┌─ Exercise input

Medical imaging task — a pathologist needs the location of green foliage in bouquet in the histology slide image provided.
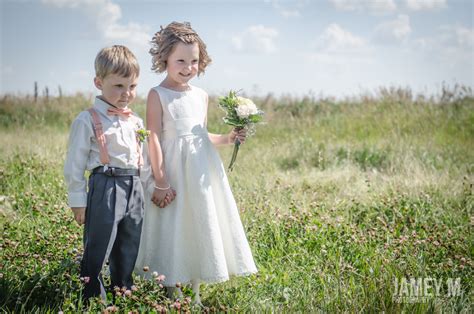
[219,90,263,171]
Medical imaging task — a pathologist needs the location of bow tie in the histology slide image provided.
[107,107,133,119]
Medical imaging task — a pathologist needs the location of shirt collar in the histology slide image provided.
[93,96,128,121]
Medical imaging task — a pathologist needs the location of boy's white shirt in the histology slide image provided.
[64,97,143,207]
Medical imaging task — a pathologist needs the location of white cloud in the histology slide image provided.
[42,0,151,49]
[375,14,411,42]
[271,0,307,19]
[330,0,397,14]
[316,23,366,52]
[454,26,474,48]
[310,23,373,73]
[405,0,447,11]
[231,25,278,53]
[413,25,474,72]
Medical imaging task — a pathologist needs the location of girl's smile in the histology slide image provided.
[162,42,199,91]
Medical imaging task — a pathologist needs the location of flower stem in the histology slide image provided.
[228,139,240,171]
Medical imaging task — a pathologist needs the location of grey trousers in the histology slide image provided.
[81,174,144,300]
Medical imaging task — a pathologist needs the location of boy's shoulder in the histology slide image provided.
[192,85,207,95]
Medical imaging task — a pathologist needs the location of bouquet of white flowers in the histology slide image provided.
[219,91,263,171]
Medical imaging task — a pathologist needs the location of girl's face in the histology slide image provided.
[166,42,199,88]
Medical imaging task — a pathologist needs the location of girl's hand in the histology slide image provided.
[229,128,247,144]
[151,187,176,208]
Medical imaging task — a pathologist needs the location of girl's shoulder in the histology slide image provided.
[191,85,208,100]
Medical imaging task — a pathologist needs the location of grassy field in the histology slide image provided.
[0,86,474,313]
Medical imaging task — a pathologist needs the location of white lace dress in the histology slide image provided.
[135,86,257,286]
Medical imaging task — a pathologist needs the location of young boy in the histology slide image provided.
[64,46,144,300]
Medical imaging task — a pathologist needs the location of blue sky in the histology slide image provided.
[0,0,474,97]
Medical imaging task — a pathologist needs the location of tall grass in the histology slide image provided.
[0,86,474,312]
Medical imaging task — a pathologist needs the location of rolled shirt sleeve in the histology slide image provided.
[64,112,94,207]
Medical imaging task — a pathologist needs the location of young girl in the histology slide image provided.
[136,22,257,303]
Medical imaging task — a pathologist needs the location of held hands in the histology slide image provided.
[229,128,247,144]
[151,185,176,208]
[71,207,86,226]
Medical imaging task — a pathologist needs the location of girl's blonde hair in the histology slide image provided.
[95,45,140,79]
[150,22,211,76]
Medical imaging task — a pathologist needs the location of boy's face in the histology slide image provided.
[166,42,199,86]
[94,74,138,108]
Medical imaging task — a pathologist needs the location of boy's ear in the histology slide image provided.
[94,76,102,90]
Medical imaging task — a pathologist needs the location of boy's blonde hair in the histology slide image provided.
[95,45,140,79]
[150,22,212,76]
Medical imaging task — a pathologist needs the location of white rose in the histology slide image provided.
[235,96,258,118]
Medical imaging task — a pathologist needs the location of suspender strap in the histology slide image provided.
[87,108,110,165]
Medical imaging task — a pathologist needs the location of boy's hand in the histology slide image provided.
[71,207,86,225]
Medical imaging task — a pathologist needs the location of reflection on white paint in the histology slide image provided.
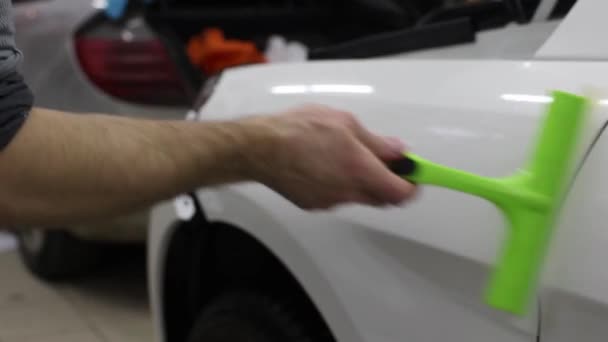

└─

Can you rewrite the lines from the very first one through the line with "[107,107,133,119]", both included, as a JSON list of strings with one string per line? Skip any blank lines and leave the pictures out.

## Worked answer:
[
  "Medical imaging task — a pathologist needs the location of green foliage in bouquet in the histology slide image provided.",
  "[219,90,263,171]",
  "Medical imaging task — a pathologist needs the location of bow tie in the histology slide image provided.",
  "[107,107,133,119]"
]